[Texte cité]
____

L’Appel de Lyon ? Une pétition qui vise à promouvoir une société du logement abordable et de qualité et appelle la future Commission européenne et le Parlement européen à adopter un plan d’action pour soutenir le logement social et abordable.
Question orale de Sabine ROBERTY à Pierre-Yves DERMAGNE, Ministre des pouvoirs locaux et du logement
Monsieur le Ministre, il y a deux semaines, Herstal devenait la toute première ville wallonne à adhérer à l’appel de Lyon. La Ville de Seraing, ma ville, la signait la semaine dernière. Concrètement, cet appel de Lyon vise à promouvoir une société du logement abordable et de qualité et appelle la future Commission européenne et le Parlement européen à adopter un plan d’action pour soutenir le logement social et abordable.

____

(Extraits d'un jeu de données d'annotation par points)
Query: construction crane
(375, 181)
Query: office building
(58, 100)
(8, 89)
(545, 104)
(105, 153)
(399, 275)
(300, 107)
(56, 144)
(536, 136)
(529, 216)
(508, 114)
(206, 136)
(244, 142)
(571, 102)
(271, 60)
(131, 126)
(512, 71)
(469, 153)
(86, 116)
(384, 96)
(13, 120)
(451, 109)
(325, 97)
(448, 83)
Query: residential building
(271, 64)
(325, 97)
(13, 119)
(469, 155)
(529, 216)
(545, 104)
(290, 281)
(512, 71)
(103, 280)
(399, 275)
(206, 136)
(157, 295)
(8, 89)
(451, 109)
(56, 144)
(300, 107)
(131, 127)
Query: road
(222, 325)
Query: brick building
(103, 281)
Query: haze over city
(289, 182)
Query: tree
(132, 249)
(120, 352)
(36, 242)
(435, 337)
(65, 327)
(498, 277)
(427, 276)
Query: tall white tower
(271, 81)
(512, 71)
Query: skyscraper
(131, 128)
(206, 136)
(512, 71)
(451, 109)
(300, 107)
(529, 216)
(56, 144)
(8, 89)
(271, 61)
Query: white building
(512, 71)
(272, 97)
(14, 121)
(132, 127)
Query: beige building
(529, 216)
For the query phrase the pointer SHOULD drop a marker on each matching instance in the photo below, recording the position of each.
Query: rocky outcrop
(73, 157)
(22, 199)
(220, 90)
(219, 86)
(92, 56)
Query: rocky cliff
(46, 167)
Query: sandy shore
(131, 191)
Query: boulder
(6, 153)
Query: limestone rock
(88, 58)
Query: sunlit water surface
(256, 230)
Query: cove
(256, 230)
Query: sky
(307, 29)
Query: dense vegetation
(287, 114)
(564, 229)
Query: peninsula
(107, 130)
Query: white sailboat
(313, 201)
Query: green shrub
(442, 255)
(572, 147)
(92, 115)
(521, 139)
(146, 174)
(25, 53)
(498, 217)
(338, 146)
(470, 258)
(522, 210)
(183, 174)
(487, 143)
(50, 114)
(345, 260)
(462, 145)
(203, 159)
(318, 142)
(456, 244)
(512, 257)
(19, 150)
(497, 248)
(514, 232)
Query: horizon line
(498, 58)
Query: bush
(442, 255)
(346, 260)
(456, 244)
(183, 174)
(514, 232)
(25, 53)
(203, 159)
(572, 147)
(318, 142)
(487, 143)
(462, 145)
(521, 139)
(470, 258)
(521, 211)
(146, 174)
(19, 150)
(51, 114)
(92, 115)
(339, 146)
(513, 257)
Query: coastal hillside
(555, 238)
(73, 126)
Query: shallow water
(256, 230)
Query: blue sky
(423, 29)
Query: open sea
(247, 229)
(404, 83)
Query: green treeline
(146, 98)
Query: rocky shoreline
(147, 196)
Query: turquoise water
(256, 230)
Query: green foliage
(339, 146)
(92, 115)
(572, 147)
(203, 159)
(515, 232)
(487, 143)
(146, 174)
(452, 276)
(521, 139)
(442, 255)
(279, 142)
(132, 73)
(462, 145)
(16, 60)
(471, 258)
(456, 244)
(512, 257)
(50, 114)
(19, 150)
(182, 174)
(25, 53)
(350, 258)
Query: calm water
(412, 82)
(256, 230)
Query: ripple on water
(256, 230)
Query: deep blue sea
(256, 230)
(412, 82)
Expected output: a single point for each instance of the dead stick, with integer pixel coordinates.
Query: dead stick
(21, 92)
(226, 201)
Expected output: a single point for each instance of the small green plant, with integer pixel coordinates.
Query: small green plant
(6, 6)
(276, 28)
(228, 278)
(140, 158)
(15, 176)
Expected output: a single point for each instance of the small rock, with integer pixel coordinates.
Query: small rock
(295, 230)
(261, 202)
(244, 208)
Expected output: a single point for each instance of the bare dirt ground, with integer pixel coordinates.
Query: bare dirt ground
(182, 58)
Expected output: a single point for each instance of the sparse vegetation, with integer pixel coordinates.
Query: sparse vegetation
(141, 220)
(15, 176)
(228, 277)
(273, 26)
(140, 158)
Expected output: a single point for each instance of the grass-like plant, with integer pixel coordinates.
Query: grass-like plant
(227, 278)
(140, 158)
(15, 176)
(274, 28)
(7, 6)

____

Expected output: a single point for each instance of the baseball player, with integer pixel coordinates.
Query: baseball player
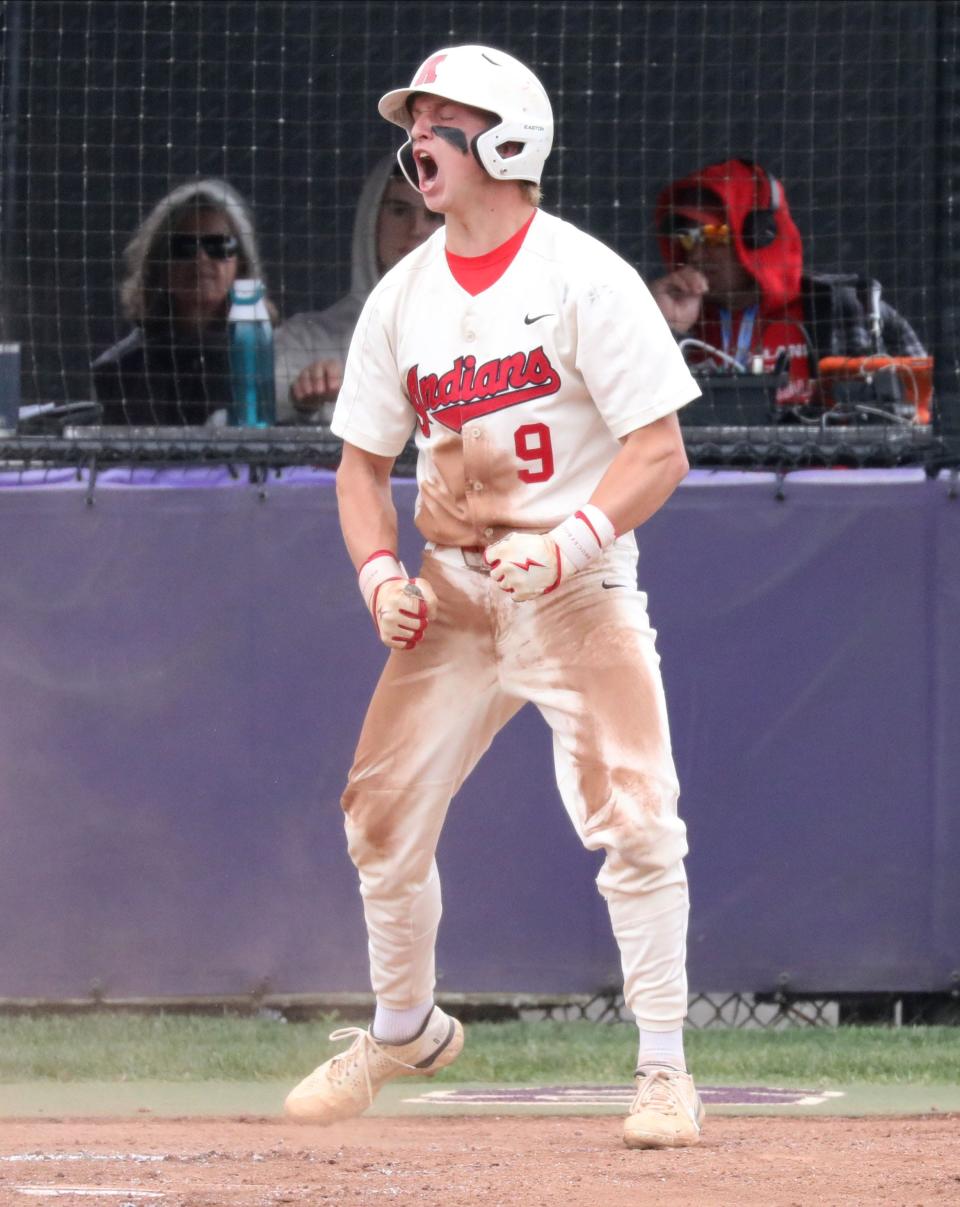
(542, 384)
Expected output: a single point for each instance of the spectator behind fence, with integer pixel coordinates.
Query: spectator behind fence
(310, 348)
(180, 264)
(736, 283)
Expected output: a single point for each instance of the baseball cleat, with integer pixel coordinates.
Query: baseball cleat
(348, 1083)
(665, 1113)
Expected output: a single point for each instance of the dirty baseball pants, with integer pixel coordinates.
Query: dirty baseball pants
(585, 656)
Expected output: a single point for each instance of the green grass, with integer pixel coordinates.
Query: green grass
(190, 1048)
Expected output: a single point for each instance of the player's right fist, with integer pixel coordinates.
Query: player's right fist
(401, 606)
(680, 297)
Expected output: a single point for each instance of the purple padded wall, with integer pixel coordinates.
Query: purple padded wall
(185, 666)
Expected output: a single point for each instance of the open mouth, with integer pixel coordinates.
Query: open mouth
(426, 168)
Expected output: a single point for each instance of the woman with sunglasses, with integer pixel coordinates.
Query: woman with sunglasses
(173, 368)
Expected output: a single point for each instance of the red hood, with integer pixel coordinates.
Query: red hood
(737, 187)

____

[Consignes]
[a] Relevez tous les noms de villes qui figurent dans le texte sur l'Appel de Lyon.
[b] Traduisez en anglais la phrase suivante du texte sur l'Appel de Lyon : « La Ville de Seraing, ma ville, la signait la semaine dernière. »

[Réponses par tâche]
[a] Lyon, Herstal, Seraing

[b] The City of Seraing, my city, signed it last week.